* [DOCUMENT EXCERPT]:
Start of Block

Luciferase promoter reporter assays. The 2.4 kb p21 promoter was progressively deleted from the 5′ end and all promoter fragments were cloned into pGL3-Basic (Promega, Madison, WI). The set of p27 promoter reporter constructs was obtained from Dr. Toshiyuki Sakai (Kyoto Prefectural University of Medicine, Kyoto, Japan; ref. 20). Saos2 cells were seeded in 48-well plates and were transfected with the indicated expression plasmid, promoter reporter construct, and SV40-Renilla control reporter vector. Lysates were assayed at 24 hours after transfection using the Dual Luciferase Reporter System (Promega).

End of Block

(Referring expression pointing data)
Start of Block

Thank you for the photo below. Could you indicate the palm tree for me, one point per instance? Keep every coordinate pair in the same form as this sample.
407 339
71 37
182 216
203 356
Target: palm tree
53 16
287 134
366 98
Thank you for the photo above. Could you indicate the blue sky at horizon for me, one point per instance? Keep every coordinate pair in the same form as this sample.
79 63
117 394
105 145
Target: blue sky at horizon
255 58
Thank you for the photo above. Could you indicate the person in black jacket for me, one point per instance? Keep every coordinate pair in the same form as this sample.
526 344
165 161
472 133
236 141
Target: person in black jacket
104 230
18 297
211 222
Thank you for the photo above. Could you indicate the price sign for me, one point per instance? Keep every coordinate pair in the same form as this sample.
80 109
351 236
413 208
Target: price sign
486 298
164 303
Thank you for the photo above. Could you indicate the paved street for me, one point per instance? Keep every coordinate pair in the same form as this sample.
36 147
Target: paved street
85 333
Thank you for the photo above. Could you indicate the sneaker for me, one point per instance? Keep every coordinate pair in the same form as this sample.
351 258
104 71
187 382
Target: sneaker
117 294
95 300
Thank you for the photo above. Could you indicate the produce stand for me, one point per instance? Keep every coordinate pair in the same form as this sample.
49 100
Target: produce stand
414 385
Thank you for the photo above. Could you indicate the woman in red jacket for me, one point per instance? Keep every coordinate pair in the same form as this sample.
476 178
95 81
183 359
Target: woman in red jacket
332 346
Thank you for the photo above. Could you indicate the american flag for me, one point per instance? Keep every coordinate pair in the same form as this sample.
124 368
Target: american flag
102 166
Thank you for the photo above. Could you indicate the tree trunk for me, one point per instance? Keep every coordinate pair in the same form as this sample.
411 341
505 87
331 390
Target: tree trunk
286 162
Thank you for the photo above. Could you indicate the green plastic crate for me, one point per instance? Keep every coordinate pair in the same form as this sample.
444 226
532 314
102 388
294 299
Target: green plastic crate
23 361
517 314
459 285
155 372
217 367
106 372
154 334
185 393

End of Block

* [TASK A]: Rewrite the luciferase reporter assay text from "Luciferase promoter reporter" up to and including "Reporter System (Promega).", putting "96-well" in place of "48-well".
* [TASK B]: Extend the luciferase promoter reporter assay text, picking up after its final sentence.

* [FINAL ANSWER A]:
Luciferase promoter reporter assays. The 2.4 kb p21 promoter was progressively deleted from the 5′ end and all promoter fragments were cloned into pGL3-Basic (Promega, Madison, WI). The set of p27 promoter reporter constructs was obtained from Dr. Toshiyuki Sakai (Kyoto Prefectural University of Medicine, Kyoto, Japan; ref. 20). Saos2 cells were seeded in 96-well plates and were transfected with the indicated expression plasmid, promoter reporter construct, and SV40-Renilla control reporter vector. Lysates were assayed at 24 hours after transfection using the Dual Luciferase Reporter System (Promega).

* [FINAL ANSWER B]:
Assessing EBF3 expression in tumor cells and its reactivation. Reverse transcription-PCR (RT-PCR) was carried out according to standard protocols. Briefly, untreated and treated cells were homogenized in Trizol and the RNA was purified according to the manufacturer's instructions (Invitrogen, Carlsbad, CA). First-strand cDNA synthesis was carried out using SuperScript III RT (Invitrogen). Subsequently, the cDNA was used in semiquantitative PCR using the following primers (sequences from 5′ to 3′): EBF1 forward CAACTTCTTCCACTTCGTCCTGG and reverse CACATTTCTGGGTTCTTGTCTTGG, EBF3 forward CGAGAAAACCAACAACGGCATC and reverse ATGATTACAGGGTCTGAGGGCG, and EBF4 forward CCAACTTCTTCCACTTCGTGCTG and reverse CTTGTCCTGCCCCTCATAGATG. Amplification of glyceraldehyde-3-phosphate dehydrogenase was used as a control for RNA integrity for all samples. Following PCR, reaction products were resolved on 2% agarose gels and photographed using a Bio-Rad (Hercules, CA) gel documentation system.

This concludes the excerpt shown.